Extracted data:
────────────────────────────────────────
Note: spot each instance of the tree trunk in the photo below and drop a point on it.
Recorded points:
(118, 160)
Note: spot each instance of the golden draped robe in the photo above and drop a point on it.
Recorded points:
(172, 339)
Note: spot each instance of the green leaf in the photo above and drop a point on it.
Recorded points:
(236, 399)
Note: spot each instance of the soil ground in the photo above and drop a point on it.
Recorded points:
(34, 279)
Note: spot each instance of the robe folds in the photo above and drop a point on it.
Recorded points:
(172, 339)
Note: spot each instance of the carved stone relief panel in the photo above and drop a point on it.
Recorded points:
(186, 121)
────────────────────────────────────────
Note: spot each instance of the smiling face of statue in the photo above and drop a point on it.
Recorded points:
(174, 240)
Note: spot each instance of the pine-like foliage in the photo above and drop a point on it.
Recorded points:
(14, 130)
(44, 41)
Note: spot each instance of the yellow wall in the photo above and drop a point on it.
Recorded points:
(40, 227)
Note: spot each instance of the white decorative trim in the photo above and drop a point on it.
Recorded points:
────────────────────────────────────────
Problem description: Please pull out each line of the entries above that contains the string "photo", copying those lines in full.

Solution for this exercise:
Note: spot each instance of the tree trunk in the photo below and drop a point on it.
Note: spot each instance of the golden draped robe in the photo above and drop a point on it.
Note: spot each instance of the green leaf in the photo above and drop a point on it.
Note: spot each instance of the soil ground in the photo above and drop a point on it.
Note: spot each instance of the robe folds in the photo above and drop a point on it.
Note: spot each instance of the carved stone relief panel in the photo above and drop a point on it.
Note: spot each instance of the smiling face of statue in the photo above and drop a point on it.
Note: spot each instance of the pine-like foliage in the photo above and drop a point on it.
Note: spot each instance of the yellow wall in the photo above and drop a point on it.
Note: spot each instance of the white decorative trim in the photo above and drop a point on it.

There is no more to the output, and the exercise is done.